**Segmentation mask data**
┄┄┄┄┄┄┄┄┄┄
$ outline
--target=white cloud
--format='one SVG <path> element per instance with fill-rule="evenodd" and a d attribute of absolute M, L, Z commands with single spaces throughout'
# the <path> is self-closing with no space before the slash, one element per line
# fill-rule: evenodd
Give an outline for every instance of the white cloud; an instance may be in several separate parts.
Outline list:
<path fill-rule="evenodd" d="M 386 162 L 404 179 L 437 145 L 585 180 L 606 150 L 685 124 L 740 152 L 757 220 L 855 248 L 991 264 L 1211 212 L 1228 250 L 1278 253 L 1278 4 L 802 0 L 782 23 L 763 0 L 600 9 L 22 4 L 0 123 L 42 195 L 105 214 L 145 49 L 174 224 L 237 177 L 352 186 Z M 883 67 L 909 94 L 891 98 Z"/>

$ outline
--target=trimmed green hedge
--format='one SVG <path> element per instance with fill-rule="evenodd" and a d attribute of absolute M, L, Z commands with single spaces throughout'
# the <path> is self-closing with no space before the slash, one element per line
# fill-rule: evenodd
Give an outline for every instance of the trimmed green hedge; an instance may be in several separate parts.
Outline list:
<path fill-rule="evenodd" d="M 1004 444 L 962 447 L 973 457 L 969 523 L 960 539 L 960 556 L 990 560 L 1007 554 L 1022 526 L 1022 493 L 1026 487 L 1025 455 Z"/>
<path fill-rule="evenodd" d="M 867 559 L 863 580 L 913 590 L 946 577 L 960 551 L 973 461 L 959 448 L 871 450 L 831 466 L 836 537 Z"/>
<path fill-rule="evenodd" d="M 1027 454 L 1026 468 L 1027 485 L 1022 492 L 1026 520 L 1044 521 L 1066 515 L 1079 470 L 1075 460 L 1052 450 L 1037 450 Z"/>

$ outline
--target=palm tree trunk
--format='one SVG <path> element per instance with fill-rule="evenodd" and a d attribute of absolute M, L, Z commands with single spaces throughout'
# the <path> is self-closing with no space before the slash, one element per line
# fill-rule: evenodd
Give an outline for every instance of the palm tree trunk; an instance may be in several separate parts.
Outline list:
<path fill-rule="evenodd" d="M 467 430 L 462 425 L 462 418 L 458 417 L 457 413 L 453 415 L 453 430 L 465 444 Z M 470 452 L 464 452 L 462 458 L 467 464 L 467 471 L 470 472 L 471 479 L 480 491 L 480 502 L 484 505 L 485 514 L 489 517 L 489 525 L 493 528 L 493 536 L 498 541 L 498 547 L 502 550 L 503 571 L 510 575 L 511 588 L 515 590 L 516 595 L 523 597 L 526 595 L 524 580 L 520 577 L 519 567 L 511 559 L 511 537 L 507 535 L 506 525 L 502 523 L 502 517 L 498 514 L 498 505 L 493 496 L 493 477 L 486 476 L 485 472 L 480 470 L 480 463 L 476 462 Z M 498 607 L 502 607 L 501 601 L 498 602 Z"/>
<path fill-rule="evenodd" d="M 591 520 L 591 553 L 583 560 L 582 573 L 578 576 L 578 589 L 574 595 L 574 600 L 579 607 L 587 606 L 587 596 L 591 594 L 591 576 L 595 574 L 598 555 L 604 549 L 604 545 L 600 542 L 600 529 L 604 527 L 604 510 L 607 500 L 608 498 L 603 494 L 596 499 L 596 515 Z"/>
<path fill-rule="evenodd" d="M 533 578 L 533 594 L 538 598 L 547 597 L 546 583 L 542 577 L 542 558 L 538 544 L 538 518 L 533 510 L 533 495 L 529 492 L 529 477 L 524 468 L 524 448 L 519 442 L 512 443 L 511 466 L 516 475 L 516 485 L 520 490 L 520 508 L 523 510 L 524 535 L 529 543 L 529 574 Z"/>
┄┄┄┄┄┄┄┄┄┄
**Problem description**
From the data above, output every line exactly.

**Answer space**
$ outline
--target=white cloud
--format='one SVG <path> element per instance with fill-rule="evenodd" and a d attribute of absolute M, L, Z commands with single spaces throughout'
# the <path> is self-closing with no space before the slash, one element per line
# fill-rule: evenodd
Give an outline for every instance of the white cloud; an instance may be in several separate parts.
Outline list:
<path fill-rule="evenodd" d="M 386 162 L 404 179 L 437 145 L 585 180 L 606 150 L 685 124 L 740 152 L 757 220 L 855 248 L 991 264 L 1211 212 L 1228 250 L 1278 253 L 1278 4 L 802 0 L 782 23 L 763 0 L 600 9 L 22 4 L 0 123 L 42 195 L 105 214 L 145 49 L 174 224 L 237 177 L 352 186 Z M 883 67 L 909 94 L 891 98 Z"/>

$ outline
--target=trimmed green hedge
--format='one SVG <path> element per instance with fill-rule="evenodd" and a d attribute of absolute M, L, Z commands with single spaces throughout'
# the <path> is self-closing with no space before the slash, one element per line
# fill-rule: evenodd
Give an outline for every instance of the trimmed green hedge; an instance may be in several separate parts.
Outline list:
<path fill-rule="evenodd" d="M 1004 444 L 962 447 L 973 457 L 969 523 L 960 539 L 960 556 L 990 560 L 1007 554 L 1022 526 L 1022 493 L 1026 487 L 1025 455 Z"/>
<path fill-rule="evenodd" d="M 867 559 L 863 580 L 913 590 L 946 577 L 960 551 L 973 461 L 959 448 L 871 450 L 831 466 L 836 537 Z"/>
<path fill-rule="evenodd" d="M 1027 454 L 1026 468 L 1027 485 L 1022 492 L 1026 520 L 1044 521 L 1066 515 L 1079 470 L 1075 460 L 1052 450 L 1037 450 Z"/>

$ outline
--target=palm tree trunk
--format='one SVG <path> element per instance with fill-rule="evenodd" and a d attribute of absolute M, L, Z commands with single spaces throughout'
# the <path> is self-closing with no space before the slash, one element per line
# fill-rule: evenodd
Give an outline for every instance of the palm tree trunk; an instance may be in several separate parts.
Outline list:
<path fill-rule="evenodd" d="M 467 430 L 462 425 L 462 418 L 458 417 L 457 413 L 453 415 L 453 430 L 465 444 Z M 470 452 L 464 452 L 462 458 L 467 464 L 467 471 L 470 472 L 471 479 L 480 491 L 480 502 L 484 505 L 485 514 L 489 517 L 489 525 L 493 528 L 493 536 L 498 541 L 498 547 L 502 550 L 503 571 L 510 575 L 511 588 L 515 590 L 516 595 L 523 597 L 526 595 L 524 580 L 520 577 L 519 567 L 511 559 L 511 537 L 507 535 L 506 525 L 502 523 L 502 517 L 498 514 L 498 505 L 493 496 L 493 477 L 486 476 L 485 472 L 480 470 L 480 463 L 476 462 Z M 498 607 L 502 607 L 501 601 L 498 602 Z"/>
<path fill-rule="evenodd" d="M 591 520 L 591 553 L 583 560 L 582 573 L 578 576 L 578 589 L 574 595 L 574 600 L 579 607 L 587 606 L 587 596 L 591 594 L 591 576 L 595 574 L 598 555 L 604 549 L 604 545 L 600 542 L 600 529 L 604 527 L 604 510 L 607 500 L 608 498 L 603 494 L 596 499 L 596 515 Z"/>
<path fill-rule="evenodd" d="M 533 578 L 533 594 L 538 598 L 547 597 L 546 583 L 542 577 L 542 558 L 538 544 L 538 518 L 533 510 L 533 495 L 529 492 L 529 477 L 524 468 L 524 448 L 519 442 L 512 443 L 511 466 L 516 475 L 516 485 L 520 490 L 520 508 L 523 510 L 524 535 L 529 543 L 529 574 Z"/>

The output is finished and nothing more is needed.